[start of TEXT SHOWN]

5 Surprising Facts You Didn’t Know about Title Loans

Title loans are a great alternative for those who have poor credit, a car, and a need for money. They’re designed to work simply. Someone who has a car with a clean title applies for a title loan. They’re approved for an amount determined based on the value of the vehicle, and they turn in their title to take out a loan. Once the loan is repaid in full, the lender returns the title to the borrower. If the borrower defaults on the car title loan, the car is repossessed and the borrower is left without a vehicle. Many people are well-versed on title loans, and others are either entirely unfamiliar or have a gross misconception of what title loans really are. These facts might just surprise you.

The Borrower Keeps the Car

Many people are hesitant to borrow money using a title loan because they don’t want to give up their car. The law states that people aren’t required to give up their car. The lender only takes the title, and the borrower gets to drive their car while their loan is outstanding.

The Inability to Pay Doesn’t Always Mean Repossession

If you borrow money from a title loan lender and you’re unable to pay the loan in time, you won’t necessarily lose your vehicle. Many lenders work with their customers to extend the terms of the loan to provide borrowers with the ability to repay. Lenders do this to earn more interest from the borrower, and it’s quite profitable for them to work with the borrower.

[end of TEXT SHOWN]

PROBLEM SET
a) Repeat the title loan article word for word, from "Title loans are" down to "just surprise you.".
b) Write what comes next in the title loan article, beginning after its last sentence.

[start of MATERIAL]

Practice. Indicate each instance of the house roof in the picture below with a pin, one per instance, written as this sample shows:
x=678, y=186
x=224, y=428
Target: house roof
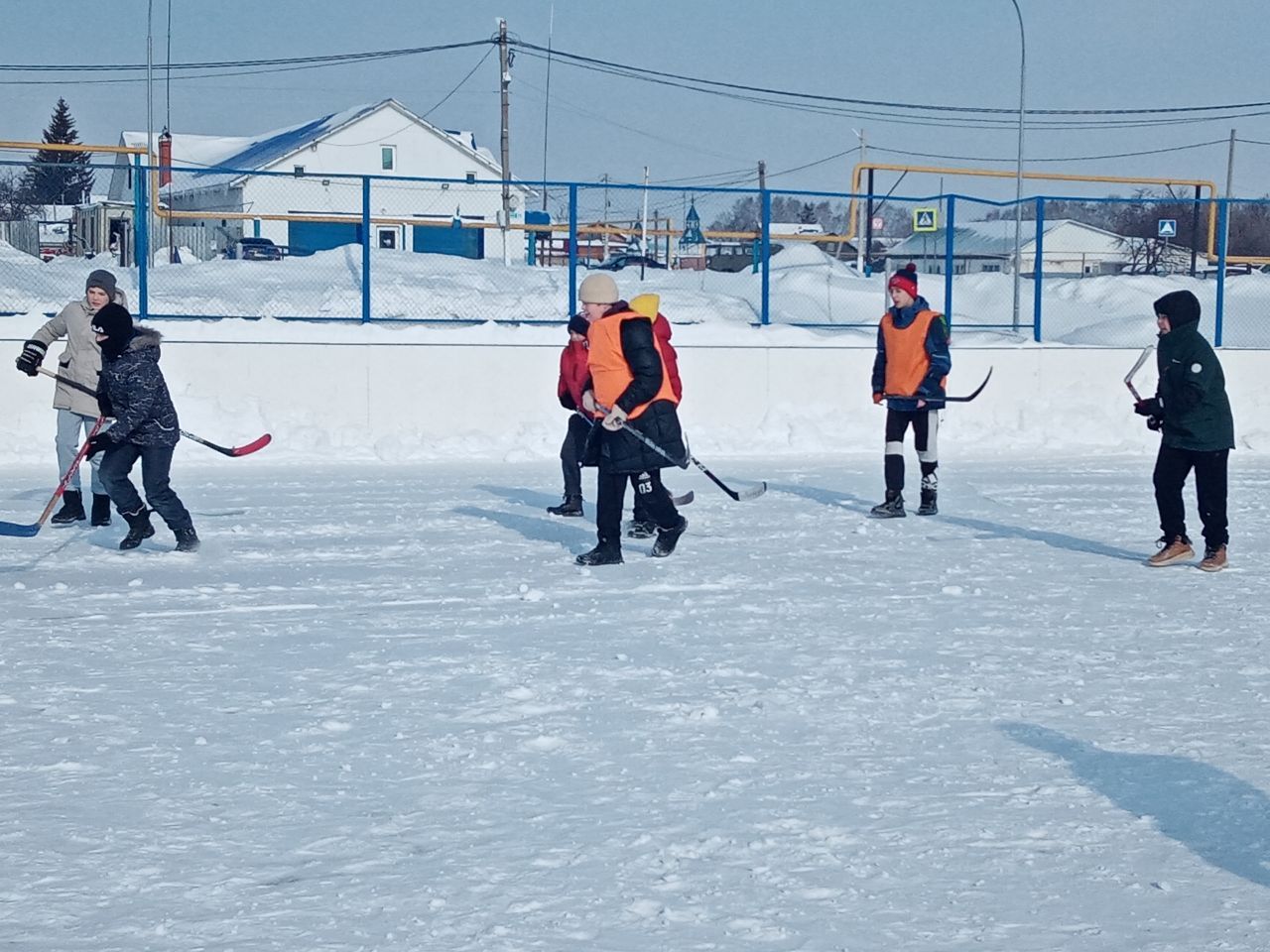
x=987, y=239
x=209, y=155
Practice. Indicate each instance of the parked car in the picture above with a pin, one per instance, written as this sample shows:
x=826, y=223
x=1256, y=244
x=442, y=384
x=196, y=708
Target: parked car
x=627, y=261
x=253, y=249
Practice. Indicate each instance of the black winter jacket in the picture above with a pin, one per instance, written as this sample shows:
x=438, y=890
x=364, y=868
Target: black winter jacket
x=620, y=451
x=1193, y=393
x=132, y=390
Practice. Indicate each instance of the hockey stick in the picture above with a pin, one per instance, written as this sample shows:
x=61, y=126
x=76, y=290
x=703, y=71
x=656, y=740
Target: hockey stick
x=1137, y=366
x=679, y=500
x=259, y=443
x=966, y=399
x=12, y=529
x=752, y=493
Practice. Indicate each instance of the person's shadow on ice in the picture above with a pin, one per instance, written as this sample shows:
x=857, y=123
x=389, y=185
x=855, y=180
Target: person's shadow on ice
x=1219, y=817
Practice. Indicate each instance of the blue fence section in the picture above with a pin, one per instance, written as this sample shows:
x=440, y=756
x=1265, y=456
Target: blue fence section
x=309, y=245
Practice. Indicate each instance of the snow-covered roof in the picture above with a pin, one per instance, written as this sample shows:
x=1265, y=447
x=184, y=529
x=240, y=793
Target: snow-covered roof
x=207, y=155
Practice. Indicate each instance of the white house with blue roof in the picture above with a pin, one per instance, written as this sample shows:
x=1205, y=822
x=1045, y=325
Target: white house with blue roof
x=302, y=185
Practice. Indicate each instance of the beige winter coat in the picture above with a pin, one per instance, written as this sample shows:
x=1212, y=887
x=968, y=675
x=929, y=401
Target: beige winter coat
x=81, y=358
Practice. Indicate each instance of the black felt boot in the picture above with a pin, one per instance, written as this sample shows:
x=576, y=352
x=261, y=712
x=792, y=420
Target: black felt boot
x=100, y=509
x=139, y=529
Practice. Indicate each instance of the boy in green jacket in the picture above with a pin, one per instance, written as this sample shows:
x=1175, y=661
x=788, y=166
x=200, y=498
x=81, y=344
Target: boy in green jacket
x=1193, y=412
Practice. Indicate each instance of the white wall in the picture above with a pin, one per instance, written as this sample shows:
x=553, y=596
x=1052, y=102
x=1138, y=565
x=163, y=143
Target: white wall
x=435, y=402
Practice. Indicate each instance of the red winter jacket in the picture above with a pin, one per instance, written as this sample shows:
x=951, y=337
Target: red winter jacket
x=662, y=329
x=572, y=375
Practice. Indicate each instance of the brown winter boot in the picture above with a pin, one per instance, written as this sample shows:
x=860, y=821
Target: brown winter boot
x=1171, y=551
x=1214, y=560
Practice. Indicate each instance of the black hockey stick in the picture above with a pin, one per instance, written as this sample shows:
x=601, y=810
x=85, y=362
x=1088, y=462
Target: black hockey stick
x=258, y=443
x=966, y=399
x=679, y=500
x=1137, y=366
x=752, y=493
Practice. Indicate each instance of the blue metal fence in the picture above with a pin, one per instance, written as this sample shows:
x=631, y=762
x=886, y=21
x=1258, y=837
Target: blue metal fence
x=373, y=243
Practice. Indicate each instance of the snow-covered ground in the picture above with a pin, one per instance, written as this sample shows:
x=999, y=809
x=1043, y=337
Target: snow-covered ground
x=381, y=710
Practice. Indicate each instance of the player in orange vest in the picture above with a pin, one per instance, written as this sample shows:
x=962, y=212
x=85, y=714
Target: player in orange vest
x=910, y=373
x=629, y=389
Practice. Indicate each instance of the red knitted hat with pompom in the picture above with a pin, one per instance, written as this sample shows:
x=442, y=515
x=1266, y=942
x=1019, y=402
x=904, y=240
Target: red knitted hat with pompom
x=905, y=280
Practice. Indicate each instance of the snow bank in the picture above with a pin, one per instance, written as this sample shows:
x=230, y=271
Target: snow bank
x=413, y=393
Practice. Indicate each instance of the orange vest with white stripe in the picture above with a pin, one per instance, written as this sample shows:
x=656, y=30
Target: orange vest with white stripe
x=907, y=361
x=610, y=373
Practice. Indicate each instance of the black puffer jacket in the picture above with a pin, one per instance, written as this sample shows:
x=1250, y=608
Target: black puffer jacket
x=134, y=391
x=620, y=451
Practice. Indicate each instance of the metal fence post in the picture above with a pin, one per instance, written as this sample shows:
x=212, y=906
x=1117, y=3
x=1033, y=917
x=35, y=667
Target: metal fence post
x=1039, y=267
x=366, y=249
x=1223, y=214
x=765, y=308
x=949, y=223
x=141, y=226
x=572, y=249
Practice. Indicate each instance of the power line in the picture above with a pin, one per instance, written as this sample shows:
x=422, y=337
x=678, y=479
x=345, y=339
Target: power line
x=1055, y=159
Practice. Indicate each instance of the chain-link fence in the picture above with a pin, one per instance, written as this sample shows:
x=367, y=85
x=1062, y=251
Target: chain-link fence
x=314, y=245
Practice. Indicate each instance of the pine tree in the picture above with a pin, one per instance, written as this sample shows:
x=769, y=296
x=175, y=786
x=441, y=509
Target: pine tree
x=55, y=176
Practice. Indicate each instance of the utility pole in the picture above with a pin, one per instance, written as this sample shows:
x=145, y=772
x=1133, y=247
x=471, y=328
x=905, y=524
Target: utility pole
x=643, y=241
x=1229, y=193
x=504, y=73
x=861, y=230
x=603, y=240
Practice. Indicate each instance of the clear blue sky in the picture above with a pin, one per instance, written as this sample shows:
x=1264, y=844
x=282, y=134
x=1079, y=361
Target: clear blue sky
x=1080, y=55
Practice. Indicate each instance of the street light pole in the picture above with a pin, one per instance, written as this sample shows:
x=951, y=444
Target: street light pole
x=1019, y=169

[end of MATERIAL]

TASK-BY-TASK RESULTS
a)
Title loans are a great alternative for those who have poor credit, a car, and a need for money. They’re designed to work simply. Someone who has a car with a clean title applies for a title loan. They’re approved for an amount determined based on the value of the vehicle, and they turn in their title to take out a loan. Once the loan is repaid in full, the lender returns the title to the borrower. If the borrower defaults on the car title loan, the car is repossessed and the borrower is left without a vehicle. Many people are well-versed on title loans, and others are either entirely unfamiliar or have a gross misconception of what title loans really are. These facts might just surprise you.

b)
Lenders Must Offer Borrowers Specific Rights

Borrowers are protected in many states. If a borrower fails to repay their loan on time, state laws in many states require lenders to call the borrower to provide them with a date and time to turn in the car. This is to avoid the cost and excessive embarrassment of going through professional repossession. If the borrower fails to turn their car in on time, then the lender is legally obligated to hire a repossession company to pick up the vehicle.

Borrowers Can Get Their Car Back

Some state laws allow borrowers another chance to repay their loan in full even the car is repossessed. Florida law, for instance, requires all title loan lenders notify borrowers that their car is being sold at least 10 days before the auction to allow the borrower a chance to pay off their loan. If the borrower pays the loan in full, they get their car back.

Borrowers Might Get a Refund

If a car is repossessed and the lender sells the vehicle at auction, they get to keep the amount that pays off the outstanding loan. They must also pay any repossession and storage fees associated with the loss of the vehicle. If there is still money left over after paying all these fees, the lender is required to cut the borrower a check for the excess.